--- Provided passage ---
.....
In addition, the study found that, in most Départements, the peak of outbreak probability in nursing homes preceded the peak of hospitalization probability. This suggests that a decreasing risk of outbreak in nursing homes might indicate a shift toward a decrease in hospitalization rates. This shift may be used to guide hospital bed management.
Limitations of the study
First, the incidence of hospitalization allowed an indirect quantification of the disease incidence in the general population (obtained with a 13.5 day delay, on average) . In each Département, as the delay between the peak of outbreak probability in the nursing homes and the peak of hospitalization probability in the surrounding population was estimated at two to nine days, the peak in the nursing homes should closely follow the peak of disease incidence in the population. Second, the incidence of hospitalization at a Département level was an imperfect measure of the extent of the virus spread in the surrounding populations. This may explain the discrepancy between the heights of the outbreak probability peak in the nursing homes and the hospitalization probability peak in some Départements (Isère or Ain). Third, the study did not explore other characteristics of the nursing homes that could be linked with the outbreak probability. This will be the object of a future analysis.
In conclusion, this study highlighted that the outbreak of COVID-19 in nursing homes occurred soon after its outbreak in the general population and was highly correlated with the incidence of the disease in the surrounding populations. Consequently, avoiding or limiting outbreaks of the disease in nursing homes requires a tight control of virus spread in the surrounding populations and a quick implementation of virus screening and barrier measures in those homes soon after outbreak alerts in the nearby populations.
S1 Fig. Observed and modelled cumulative curves of COVID-19 outbreaks in the nursing homes of each Département of Auvergne-Rhône-Alpes Region over the study period (March 1 –July 31, 2020).
S2 Fig. Observed and modelled cumulative curves of hospitalization for COVID-19 in the Départements of Auvergne-Rhône-Alpes Region over the study period (March 1 –July 31, 2020).
S3 Fig. Weekly dynamics of COVID-19 outbreaks in the nursing homes of Auvergne-Rhône-Alpes Region over the study period (943 nursing homes; March 1 –July 31, 2020).
S1 Dataset. This file in csv format contains the data allowing to model the outbreak in the nursing homes of each Département.
Description of the dataset: 943 lines (one line per nursing home) and 3 columns (Number, Département, DateOutbreak). Number: number of the nursing home. Département: number of the Département. DateOutbreak: date of the beginning of the outbreak.
S2 Dataset. This file in csv format contains the data allowing to model the hospitalization incidence in each Département.
.....
--- Supplied records ---
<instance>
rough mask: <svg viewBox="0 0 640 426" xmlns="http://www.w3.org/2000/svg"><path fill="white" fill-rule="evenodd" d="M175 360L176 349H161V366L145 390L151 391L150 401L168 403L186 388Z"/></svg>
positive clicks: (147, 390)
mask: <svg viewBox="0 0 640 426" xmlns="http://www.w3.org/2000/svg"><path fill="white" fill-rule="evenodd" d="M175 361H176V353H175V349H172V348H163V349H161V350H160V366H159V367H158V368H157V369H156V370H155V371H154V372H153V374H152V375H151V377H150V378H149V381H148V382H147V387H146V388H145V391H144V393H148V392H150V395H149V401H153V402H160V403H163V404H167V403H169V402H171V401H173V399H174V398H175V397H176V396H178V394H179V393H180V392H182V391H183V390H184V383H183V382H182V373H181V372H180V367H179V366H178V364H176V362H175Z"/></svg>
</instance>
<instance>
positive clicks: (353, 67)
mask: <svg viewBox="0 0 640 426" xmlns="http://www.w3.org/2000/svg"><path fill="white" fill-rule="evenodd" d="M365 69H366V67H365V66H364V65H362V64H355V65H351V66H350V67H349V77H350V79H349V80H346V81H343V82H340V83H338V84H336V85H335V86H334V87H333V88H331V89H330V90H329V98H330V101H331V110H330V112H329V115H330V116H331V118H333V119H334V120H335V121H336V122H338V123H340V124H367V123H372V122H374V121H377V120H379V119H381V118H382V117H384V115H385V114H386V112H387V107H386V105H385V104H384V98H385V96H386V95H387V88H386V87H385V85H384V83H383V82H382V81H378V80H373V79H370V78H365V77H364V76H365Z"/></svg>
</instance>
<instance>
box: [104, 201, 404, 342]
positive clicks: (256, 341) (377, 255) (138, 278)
.....
--- What you will do ---
• 1. In the nursing home study, how many days apart were the peak of outbreak probability in the nursing homes and the peak of hospitalization probability in the surrounding population estimated to be?
• 2. Revise the nursing home study from "Description of the" and going on through "of the outbreak.", putting "fields" in place of "columns".
The material has no connection to the nursing home study.

--- Your responses ---
• 1. Two to nine days.

• 2.
Description of the dataset: 943 lines (one line per nursing home) and 3 fields (Number, Département, DateOutbreak). Number: number of the nursing home. Département: number of the Département. DateOutbreak: date of the beginning of the outbreak.